⟨
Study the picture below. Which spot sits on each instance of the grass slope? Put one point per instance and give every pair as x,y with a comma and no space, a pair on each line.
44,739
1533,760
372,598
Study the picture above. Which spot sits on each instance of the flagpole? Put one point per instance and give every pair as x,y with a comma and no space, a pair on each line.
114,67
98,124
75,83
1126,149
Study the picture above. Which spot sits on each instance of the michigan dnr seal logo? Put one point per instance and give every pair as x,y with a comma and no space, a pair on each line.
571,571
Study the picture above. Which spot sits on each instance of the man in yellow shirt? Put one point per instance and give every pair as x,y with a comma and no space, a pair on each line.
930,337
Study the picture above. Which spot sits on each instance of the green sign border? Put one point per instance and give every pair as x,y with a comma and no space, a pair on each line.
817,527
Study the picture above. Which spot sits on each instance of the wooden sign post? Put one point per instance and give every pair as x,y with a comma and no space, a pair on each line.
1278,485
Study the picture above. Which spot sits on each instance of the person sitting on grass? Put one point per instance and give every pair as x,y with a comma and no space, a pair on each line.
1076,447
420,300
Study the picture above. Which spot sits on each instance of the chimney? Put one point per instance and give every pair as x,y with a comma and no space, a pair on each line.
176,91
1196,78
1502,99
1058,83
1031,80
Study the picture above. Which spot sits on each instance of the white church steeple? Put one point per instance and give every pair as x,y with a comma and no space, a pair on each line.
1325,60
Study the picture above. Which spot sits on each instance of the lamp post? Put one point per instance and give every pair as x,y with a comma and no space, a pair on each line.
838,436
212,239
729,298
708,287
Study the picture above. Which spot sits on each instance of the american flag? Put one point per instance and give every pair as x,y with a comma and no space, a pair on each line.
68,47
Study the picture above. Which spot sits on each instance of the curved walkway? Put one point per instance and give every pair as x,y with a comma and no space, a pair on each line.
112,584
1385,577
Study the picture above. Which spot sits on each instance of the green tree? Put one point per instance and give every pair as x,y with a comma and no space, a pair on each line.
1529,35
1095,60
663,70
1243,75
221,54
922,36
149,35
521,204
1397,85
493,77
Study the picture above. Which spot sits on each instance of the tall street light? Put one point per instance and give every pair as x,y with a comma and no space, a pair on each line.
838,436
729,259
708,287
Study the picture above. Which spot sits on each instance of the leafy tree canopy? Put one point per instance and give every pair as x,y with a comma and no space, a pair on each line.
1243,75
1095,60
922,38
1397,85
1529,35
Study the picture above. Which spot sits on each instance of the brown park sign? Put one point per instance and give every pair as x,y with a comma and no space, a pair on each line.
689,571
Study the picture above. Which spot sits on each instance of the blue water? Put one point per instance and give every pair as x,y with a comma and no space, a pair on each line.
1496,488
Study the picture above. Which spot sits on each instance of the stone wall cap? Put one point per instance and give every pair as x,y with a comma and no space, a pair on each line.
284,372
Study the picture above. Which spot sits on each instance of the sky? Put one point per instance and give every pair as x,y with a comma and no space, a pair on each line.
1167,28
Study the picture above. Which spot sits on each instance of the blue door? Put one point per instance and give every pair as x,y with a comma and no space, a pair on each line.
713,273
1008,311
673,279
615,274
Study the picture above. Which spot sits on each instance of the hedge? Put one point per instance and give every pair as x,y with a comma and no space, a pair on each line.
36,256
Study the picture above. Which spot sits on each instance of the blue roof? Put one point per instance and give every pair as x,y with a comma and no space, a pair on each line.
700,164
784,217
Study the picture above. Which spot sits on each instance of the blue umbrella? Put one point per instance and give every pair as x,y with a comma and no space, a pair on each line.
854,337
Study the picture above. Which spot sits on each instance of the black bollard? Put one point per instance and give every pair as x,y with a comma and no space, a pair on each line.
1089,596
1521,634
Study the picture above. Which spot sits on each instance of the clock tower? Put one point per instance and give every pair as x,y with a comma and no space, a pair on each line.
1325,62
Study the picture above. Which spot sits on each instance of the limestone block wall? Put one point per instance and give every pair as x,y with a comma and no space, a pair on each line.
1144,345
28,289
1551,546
⟩
## Exercise directions:
Print out every record again, exactly and in full.

## Output for this exercise:
Study the picture below. Which spot sits on each instance of the grass slope? Put one point per instance and give every pair as x,y with a comma and no space, a pair on each line.
44,739
1533,760
372,598
Study the picture above. Which spot sits on each instance of the flagpole? Put one point per instance and give every pair as x,y with a comma and no space, a pair on each line.
114,67
98,124
75,83
1126,149
Study the picture above. Which spot sits on each instance of the michigan dnr seal logo? Put one point per instance and give every pair as x,y with a comma and no space, a pair on each line.
571,571
Study the picture above. Which spot sits on each instance of the man in yellow shirt? Put one point per instance and give every pair as x,y with a comma and no space, a pair on each line.
930,337
Study the picture above. Which spot sits on each instance of the green sign border? Put one point per instance and give every pair as x,y with a comma and no space, a pair on each line.
817,527
Study the picture above. Which spot sits on each instance of the wooden sign post? Put one point per instance and give every pair as x,y with a comma and no space, a pair on each line.
1278,485
Study the picture above. Which spot sits on each instance of the person sitting on grass? Put one point per instance and give every pair as x,y with a comma and no space, a pair on each line.
1076,447
420,300
Study the picture above. Which spot sits on each instance of the chimney? Put one point per instance and give every pair as x,y with a comma and no space, a pair on each line.
176,91
1196,78
1502,99
1058,83
1031,80
Study the picture above. Which spot sits on each instance of the white church steeple? Put one point per instance and give every pair as x,y with a comma and no space, a pair on each line.
1325,60
Study the picture above. Which spot sits on each instance of the lamp post? Put one point per instance and give every pair as x,y with a comma and no space, a pair on each line.
838,436
212,239
729,298
708,287
Study the picture above. Which spot sits on each instance of the american flag? Put one point per instance and give every pair as x,y with a comma and no space, a pair on each line.
68,47
Study the picture above. Which spot sits on each instance of the curved walkway? Put one point per instance and give every pair as x,y with a comma and no space, a pair on each line.
112,584
1385,577
Study the picture above. Which spot sits on each instance of the green tree? Put one point per instance and give every pair as x,y with a comma and no space, a pair on each line.
1529,35
1095,60
663,70
1243,75
221,54
922,36
149,35
521,204
1397,85
493,77
Study the picture above. Which spot sits on each instance of the tall street light? Put one point per instance and give every pair as x,y with a comma and no space, a pair on each line.
838,436
729,259
708,287
Study the picture above. Which spot sits on each instance of the leafy tree canopy? Put one point per instance and give every pair as x,y with a comma and no space, a pair on each line.
1243,75
1095,60
922,38
1397,85
1529,35
Study the picture above. Which spot sits on each instance of the brown park sign? Put one point per instance and give every pair as x,y with a comma and no space, a pair on each line.
689,571
Study the picture above. Which spot sits on each instance of the blue water? Put one point per instance and give every pair as x,y with a comma and no space, a pair on each line.
1496,488
Study the picture above. Which spot sits on each instance of the stone wall cap? Put one point per instance and give every pair as x,y with a comma and no space, a pair on each line.
284,372
Study the picture above. Which spot sits on each instance of the sky? Put one point per instance and give every pair as x,y with a comma and no space, a pair on each line.
1167,28
Study the picture above. Which spot sits on each instance of the blue door? Put one point per instance and give every pair as x,y with a comma and no space, a pair on each line.
713,273
1008,311
673,279
615,274
Study the picture above. Which spot sits on each instance of the hedge? Put one point per instance and give every pair as x,y with a comma and no space, a pair on each line.
36,256
Study the picture above. Which spot sits on each instance of the blue roof? Put one point per instance and give every pair as x,y with a comma and no space, a pair on each line.
700,164
784,217
Study the picture above. Which spot sits on each instance of the blue umbrella? Put one point per instance and give every pair as x,y with a comma and no space, a pair on each line.
854,337
Study the picture above. Which spot sits on each instance of the black bollard? Put one point per instance and give every pair as x,y with a comma and no space, a pair on each line.
1089,596
1521,634
Study the picture above. Which spot sits on each instance of the clock tower? Put one point per instance and give every pair as x,y with a comma and no space, a pair on each line.
1325,62
Study the picture above. Which spot sits on each instance of the limestone block wall? Put one point per instance and give every pair as x,y with a comma and no space, a pair on each line.
1144,345
28,289
1551,546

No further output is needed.